* **Given request**
Print out the entries below with no edits.

[start of Excerpted records]

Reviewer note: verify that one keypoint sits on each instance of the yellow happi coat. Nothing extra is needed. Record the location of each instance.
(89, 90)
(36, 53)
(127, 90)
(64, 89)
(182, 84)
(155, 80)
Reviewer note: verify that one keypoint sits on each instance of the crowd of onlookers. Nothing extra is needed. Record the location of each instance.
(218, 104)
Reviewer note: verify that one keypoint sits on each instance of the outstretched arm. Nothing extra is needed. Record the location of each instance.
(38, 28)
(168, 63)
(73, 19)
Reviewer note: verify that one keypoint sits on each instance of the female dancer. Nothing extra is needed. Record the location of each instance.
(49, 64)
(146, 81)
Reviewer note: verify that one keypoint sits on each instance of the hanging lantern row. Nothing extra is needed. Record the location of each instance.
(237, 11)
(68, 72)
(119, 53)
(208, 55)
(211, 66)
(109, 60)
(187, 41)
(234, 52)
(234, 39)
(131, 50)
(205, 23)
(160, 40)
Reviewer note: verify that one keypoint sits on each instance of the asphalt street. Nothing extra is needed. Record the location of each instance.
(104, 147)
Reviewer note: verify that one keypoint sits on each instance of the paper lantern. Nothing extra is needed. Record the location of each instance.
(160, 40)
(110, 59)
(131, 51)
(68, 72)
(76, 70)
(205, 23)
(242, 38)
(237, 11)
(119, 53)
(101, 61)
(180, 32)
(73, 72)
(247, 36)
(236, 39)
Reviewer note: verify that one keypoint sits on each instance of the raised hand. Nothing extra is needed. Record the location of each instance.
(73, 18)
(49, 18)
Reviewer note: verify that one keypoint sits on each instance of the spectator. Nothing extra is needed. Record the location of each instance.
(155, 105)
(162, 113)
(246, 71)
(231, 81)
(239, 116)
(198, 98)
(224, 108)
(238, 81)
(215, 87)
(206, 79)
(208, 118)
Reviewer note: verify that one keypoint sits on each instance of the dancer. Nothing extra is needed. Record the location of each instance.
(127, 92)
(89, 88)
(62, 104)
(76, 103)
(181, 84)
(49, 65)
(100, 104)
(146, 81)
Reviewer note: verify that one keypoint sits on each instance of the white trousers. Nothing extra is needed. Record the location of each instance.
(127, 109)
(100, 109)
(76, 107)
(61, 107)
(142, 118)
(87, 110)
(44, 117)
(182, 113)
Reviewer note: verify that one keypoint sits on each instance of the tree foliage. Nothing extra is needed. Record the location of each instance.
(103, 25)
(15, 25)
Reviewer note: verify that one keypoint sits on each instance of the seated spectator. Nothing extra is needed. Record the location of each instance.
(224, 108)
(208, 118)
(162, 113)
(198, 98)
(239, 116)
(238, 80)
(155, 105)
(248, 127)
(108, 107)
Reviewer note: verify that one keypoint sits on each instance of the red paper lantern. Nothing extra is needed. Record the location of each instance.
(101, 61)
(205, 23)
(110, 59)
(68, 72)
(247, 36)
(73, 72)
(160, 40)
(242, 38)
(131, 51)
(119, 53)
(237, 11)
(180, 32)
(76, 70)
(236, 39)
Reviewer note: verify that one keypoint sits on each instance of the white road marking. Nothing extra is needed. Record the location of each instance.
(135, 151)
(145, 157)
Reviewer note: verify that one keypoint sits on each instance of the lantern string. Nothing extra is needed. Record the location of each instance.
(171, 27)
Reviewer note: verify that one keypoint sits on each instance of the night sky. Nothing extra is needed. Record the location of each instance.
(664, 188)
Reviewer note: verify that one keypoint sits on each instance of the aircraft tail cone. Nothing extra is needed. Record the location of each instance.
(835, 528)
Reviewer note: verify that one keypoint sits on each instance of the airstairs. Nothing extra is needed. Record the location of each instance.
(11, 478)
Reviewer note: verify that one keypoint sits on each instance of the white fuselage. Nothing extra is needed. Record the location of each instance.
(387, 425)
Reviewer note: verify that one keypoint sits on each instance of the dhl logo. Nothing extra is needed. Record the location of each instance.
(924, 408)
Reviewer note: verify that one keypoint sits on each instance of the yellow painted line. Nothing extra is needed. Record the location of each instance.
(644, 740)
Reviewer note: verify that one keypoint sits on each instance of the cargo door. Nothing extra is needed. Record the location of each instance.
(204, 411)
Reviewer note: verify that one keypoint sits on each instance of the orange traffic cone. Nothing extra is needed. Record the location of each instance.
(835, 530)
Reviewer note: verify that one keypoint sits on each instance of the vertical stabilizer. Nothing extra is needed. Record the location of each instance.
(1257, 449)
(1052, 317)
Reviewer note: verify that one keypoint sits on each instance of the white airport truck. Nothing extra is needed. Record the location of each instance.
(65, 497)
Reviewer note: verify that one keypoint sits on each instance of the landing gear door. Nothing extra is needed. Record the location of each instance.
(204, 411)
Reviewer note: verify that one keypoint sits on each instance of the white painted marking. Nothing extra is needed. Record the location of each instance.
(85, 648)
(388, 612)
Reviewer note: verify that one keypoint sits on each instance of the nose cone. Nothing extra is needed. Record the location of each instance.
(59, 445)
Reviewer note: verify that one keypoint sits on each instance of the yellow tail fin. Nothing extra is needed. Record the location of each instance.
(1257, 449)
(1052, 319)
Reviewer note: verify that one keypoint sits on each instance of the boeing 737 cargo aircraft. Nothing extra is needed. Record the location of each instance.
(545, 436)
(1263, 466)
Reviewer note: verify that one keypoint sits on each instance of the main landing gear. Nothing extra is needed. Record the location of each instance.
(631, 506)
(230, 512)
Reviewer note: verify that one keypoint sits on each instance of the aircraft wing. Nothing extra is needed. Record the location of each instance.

[end of Excerpted records]

* **Response to this task**
Reviewer note: verify that one keypoint sits on each instance of the yellow happi coat. Nothing extra is needed. Record the location of each instance.
(89, 90)
(36, 53)
(127, 90)
(64, 89)
(182, 84)
(155, 80)
Reviewer note: verify that one keypoint sits on each instance of the crowd of onlookers. Nothing extra is needed. Record the location of each instance.
(218, 104)
Reviewer note: verify that one keypoint sits on each instance of the outstretched arm. Nothing extra is needed. Record the location of each instance.
(38, 28)
(168, 63)
(73, 19)
Reviewer note: verify that one keypoint sits on each instance of the female dancer. Nothing extra is needed. Record the location of each instance.
(49, 64)
(146, 81)
Reviewer note: verify that one keypoint sits on each instance of the hanging lantern row. Nothing extra is needed. Record the location of each instance.
(237, 11)
(68, 72)
(119, 53)
(208, 55)
(211, 66)
(109, 60)
(187, 41)
(234, 52)
(234, 39)
(131, 50)
(205, 23)
(160, 40)
Reviewer note: verify that one keypoint sits on each instance of the asphalt street. Nothing extra is needed. Record the location of each instance.
(104, 147)
Reviewer note: verify that one keypoint sits on each instance of the paper lantern. Nothing extra is needed. Record the location of each instance.
(160, 40)
(110, 59)
(131, 51)
(68, 72)
(76, 70)
(205, 23)
(242, 38)
(237, 11)
(119, 53)
(101, 61)
(180, 32)
(73, 72)
(247, 36)
(236, 39)
Reviewer note: verify that one keypoint sits on each instance of the raised hand. Nothing extra is needed. Record the location of each instance.
(73, 18)
(49, 18)
Reviewer note: verify that one keypoint sits on each instance of the spectator. Nothing extra is needed. Record the location of each instance.
(155, 105)
(162, 113)
(246, 71)
(231, 81)
(239, 116)
(198, 98)
(224, 108)
(238, 81)
(215, 87)
(206, 79)
(208, 118)
Reviewer note: verify that one keypoint sits on each instance of the dancer. Nothing extra is needed. Record the location of each instance.
(127, 92)
(89, 88)
(62, 104)
(76, 103)
(181, 84)
(49, 65)
(100, 104)
(146, 81)
Reviewer note: verify that one keypoint sits on each instance of the white trousers. Nothing extra is needed. Record the location of each instance.
(127, 109)
(100, 109)
(76, 107)
(61, 107)
(142, 118)
(87, 110)
(44, 117)
(182, 113)
Reviewer note: verify that one keypoint sits on each instance of the tree foliage. Nothing extra is needed. Record the location of each instance.
(103, 25)
(15, 25)
Reviewer note: verify that one keypoint sits on each instance of the seated spectator. Nothing extra is needed. Record the location of each instance.
(224, 108)
(208, 118)
(162, 113)
(198, 98)
(239, 116)
(238, 80)
(155, 105)
(248, 127)
(108, 107)
Reviewer note: verify that one keypoint sits on each instance of the red paper lantern. Nothing extra is needed. Record the location of each instance.
(101, 61)
(205, 23)
(110, 59)
(68, 72)
(247, 36)
(73, 72)
(160, 40)
(242, 38)
(131, 51)
(119, 53)
(237, 11)
(180, 32)
(76, 70)
(236, 39)
Reviewer note: verify that one keypoint sits on each instance of the white road marking. Nothing extra is needed. Record the location of each instance.
(135, 151)
(145, 157)
Reviewer note: verify that one keypoint sits on each instance of the lantern string. Nothing extra is needed. Record the location of each instance.
(171, 27)
Reviewer note: verify that one keypoint sits on each instance of the night sky. Nothing extra is needed. Record the location of each instance.
(664, 188)
Reviewer note: verify that one keypoint sits on each instance of the aircraft tail cone. Nothing extra is needed. Record the location of each instance.
(835, 528)
Reviewer note: verify that one keypoint sits on each instance of the airstairs. Nothing extra is needed. Record the location of each instance.
(11, 478)
Reviewer note: verify that one keypoint sits on each instance of the white fuselage. Nothing extra is needed. Record the location of each instance.
(387, 425)
Reviewer note: verify that one keypoint sits on each instance of the dhl logo. Nothing extra is needed. Record the location of each instance.
(924, 408)
Reviewer note: verify that one keypoint sits on each instance of the yellow painted line. Nothing extra is needed. Record the location of each instance.
(644, 740)
Reviewer note: verify that one keypoint sits on each instance of the cargo door. Nothing extra is needed. Record the location of each instance.
(204, 411)
Reviewer note: verify that one keypoint sits on each instance of the orange traffic cone. Nothing extra is needed. Record the location of each instance.
(835, 530)
Reviewer note: verify that one keypoint sits on each instance of the vertical stabilizer. Nothing extra is needed. Record the location of each instance.
(1257, 449)
(1052, 317)
Reviewer note: verify that one keypoint sits on each instance of the white airport truck. Nothing extra is needed. Record the location of each instance.
(65, 497)
Reviewer note: verify that one keypoint sits on each instance of the landing gear door. Nothing extra is needed. Record the location of each instance.
(204, 411)
Reviewer note: verify that one keypoint sits on each instance of the white painted marking. Nothing extra is needed. Record the location of each instance.
(85, 648)
(388, 612)
Reviewer note: verify that one keypoint sits on each instance of the nose cone. Nothing extra is needed. Record the location of each instance.
(59, 445)
Reviewer note: verify that one keypoint sits on each instance of the yellow tail fin. Nothing extra is needed. Record the location of each instance.
(1257, 449)
(1052, 319)
Reviewer note: verify that one keypoint sits on each instance of the boeing 737 cargo aircraft. Nothing extra is needed. Record the location of each instance.
(545, 436)
(1263, 466)
Reviewer note: verify that one keypoint sits on each instance of the main landing gear. Nothing extra is needed. Record the location of each instance.
(631, 506)
(230, 512)
Reviewer note: verify that one keypoint sits on each instance of the aircraft wing. Nothing extra is needed. Record the location of each instance.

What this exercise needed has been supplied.